Task prompt:
Each line below should be written out exactly, with none skipped.

Records to use:

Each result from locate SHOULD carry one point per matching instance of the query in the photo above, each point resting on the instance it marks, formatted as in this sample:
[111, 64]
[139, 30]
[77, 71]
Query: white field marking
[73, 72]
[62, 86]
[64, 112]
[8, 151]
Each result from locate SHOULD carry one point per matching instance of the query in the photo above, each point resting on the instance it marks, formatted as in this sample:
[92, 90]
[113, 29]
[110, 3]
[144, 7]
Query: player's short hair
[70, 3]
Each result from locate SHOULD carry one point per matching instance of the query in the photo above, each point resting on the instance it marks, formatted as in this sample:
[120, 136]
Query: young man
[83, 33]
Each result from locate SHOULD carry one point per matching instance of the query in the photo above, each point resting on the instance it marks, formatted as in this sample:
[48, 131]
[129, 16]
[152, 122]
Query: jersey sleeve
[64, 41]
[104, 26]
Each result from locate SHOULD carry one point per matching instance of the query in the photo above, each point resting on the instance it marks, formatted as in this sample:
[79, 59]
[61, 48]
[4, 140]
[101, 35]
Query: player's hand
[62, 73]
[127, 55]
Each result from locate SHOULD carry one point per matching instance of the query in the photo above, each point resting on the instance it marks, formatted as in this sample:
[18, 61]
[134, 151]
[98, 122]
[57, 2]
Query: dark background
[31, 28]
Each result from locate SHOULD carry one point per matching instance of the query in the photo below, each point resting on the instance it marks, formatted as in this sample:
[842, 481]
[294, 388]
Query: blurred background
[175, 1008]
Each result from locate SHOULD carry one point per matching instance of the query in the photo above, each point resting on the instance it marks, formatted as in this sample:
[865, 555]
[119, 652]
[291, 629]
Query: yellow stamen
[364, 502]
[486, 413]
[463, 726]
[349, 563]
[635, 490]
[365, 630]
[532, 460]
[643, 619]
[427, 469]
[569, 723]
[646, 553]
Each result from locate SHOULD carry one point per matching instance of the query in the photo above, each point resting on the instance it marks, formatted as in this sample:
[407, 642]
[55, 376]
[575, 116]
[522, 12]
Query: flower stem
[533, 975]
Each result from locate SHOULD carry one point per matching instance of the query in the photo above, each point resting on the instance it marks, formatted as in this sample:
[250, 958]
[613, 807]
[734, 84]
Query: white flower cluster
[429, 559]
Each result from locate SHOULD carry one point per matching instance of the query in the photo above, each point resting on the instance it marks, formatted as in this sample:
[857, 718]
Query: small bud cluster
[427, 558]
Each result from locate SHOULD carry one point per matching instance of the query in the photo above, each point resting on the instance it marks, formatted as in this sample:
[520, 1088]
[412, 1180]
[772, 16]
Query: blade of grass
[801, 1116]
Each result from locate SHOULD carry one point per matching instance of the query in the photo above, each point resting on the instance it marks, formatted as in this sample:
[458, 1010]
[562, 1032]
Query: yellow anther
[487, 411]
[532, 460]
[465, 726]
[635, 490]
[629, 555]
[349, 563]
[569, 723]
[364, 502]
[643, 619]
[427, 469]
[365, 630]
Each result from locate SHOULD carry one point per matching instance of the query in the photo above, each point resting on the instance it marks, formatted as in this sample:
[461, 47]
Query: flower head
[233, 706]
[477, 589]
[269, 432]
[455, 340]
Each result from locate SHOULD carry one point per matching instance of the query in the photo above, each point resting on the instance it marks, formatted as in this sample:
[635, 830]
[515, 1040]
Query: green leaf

Final answer:
Each result from locate SHOULD carry one point per matching instance of the query in the photo above, each point resting on the instance it marks, formatted as in this sample:
[111, 64]
[139, 30]
[77, 71]
Query: white field marking
[73, 72]
[62, 86]
[64, 112]
[8, 151]
Each result from locate SHOULD carry one point per matching instance of the query in the photo above, each point resting on the instance it marks, formatted as in this sample:
[92, 90]
[113, 29]
[110, 3]
[144, 7]
Query: player's short hair
[70, 3]
Each result from locate SHOULD carry one point per matching instance of the query in the photo above, each point resting on the instance it marks, formatted as in this sample:
[120, 136]
Query: young man
[83, 33]
Each result from locate SHOULD carry one point per matching instance of the query in the photo above, each point resting on the instance it marks, formatted as in this sample:
[48, 131]
[129, 16]
[152, 122]
Query: jersey sleeve
[64, 41]
[104, 26]
Each result from locate SHOULD carry one point per matching instance of the query in the photo above, each point resting on the instance it marks, formatted as in this sample:
[79, 59]
[61, 48]
[4, 140]
[101, 35]
Query: player's hand
[62, 73]
[127, 55]
Each result from locate SHOULD carry one point per matching instance of the query in the photo above, each point resting on the instance it marks, formatted as in this sample:
[18, 61]
[134, 151]
[98, 122]
[57, 2]
Query: dark background
[31, 28]
Each result from locate SHOULD carry one point per matching instance of the query in the photo below, each point resting on the instance it marks, formatted as in this sample:
[842, 481]
[294, 388]
Query: blurred background
[175, 1008]
Each result from locate SHOULD carry one point per matching instance of the query in the photo above, each point resting on the instance it marks, formatted as in this sample:
[865, 555]
[119, 652]
[291, 629]
Query: yellow stamen
[364, 502]
[486, 413]
[463, 726]
[349, 563]
[635, 490]
[365, 630]
[532, 460]
[643, 619]
[427, 469]
[569, 723]
[646, 553]
Each result from locate SHOULD carry one point per matching instance of the query in the photo above, each point resting on the instance it marks, formatted as in this sample:
[407, 642]
[55, 376]
[575, 116]
[522, 12]
Query: flower stem
[533, 975]
Each result from locate SHOULD carry one point per matching instance of the query in the photo above, each point resting on the instance it marks, formatted as in this sample:
[250, 958]
[613, 807]
[734, 84]
Query: white flower cluster
[429, 559]
Each result from locate SHOULD carry one point per matching instance of the query in the photo above, each point resting on the instance it marks, formatted as in this sample:
[857, 718]
Query: small bud cluster
[427, 558]
Each result from locate SHOULD carry one point per matching instance of the query in the photo above, each point resting on the instance it marks, formatted as in this sample:
[520, 1088]
[412, 1180]
[772, 16]
Query: blade of grass
[801, 1116]
Each result from locate SHOULD carry one point per matching instance of the query in the photo above, each point resting on the instance it marks, formatted as in this sample:
[458, 1010]
[562, 1032]
Query: yellow anther
[487, 411]
[532, 460]
[465, 726]
[635, 490]
[629, 555]
[349, 563]
[569, 723]
[364, 502]
[643, 619]
[427, 469]
[365, 630]
Each result from locate SHOULD carry one point per matching instance of the query in the photo above, each point resting on the instance it marks, formatted as in this sample:
[461, 47]
Query: flower head
[233, 706]
[477, 589]
[269, 432]
[455, 340]
Each result from locate SHOULD carry one point per matching instance of the query in the photo above, each point resting on the instance it marks, formatted as in this sample:
[635, 830]
[515, 1040]
Query: green leaf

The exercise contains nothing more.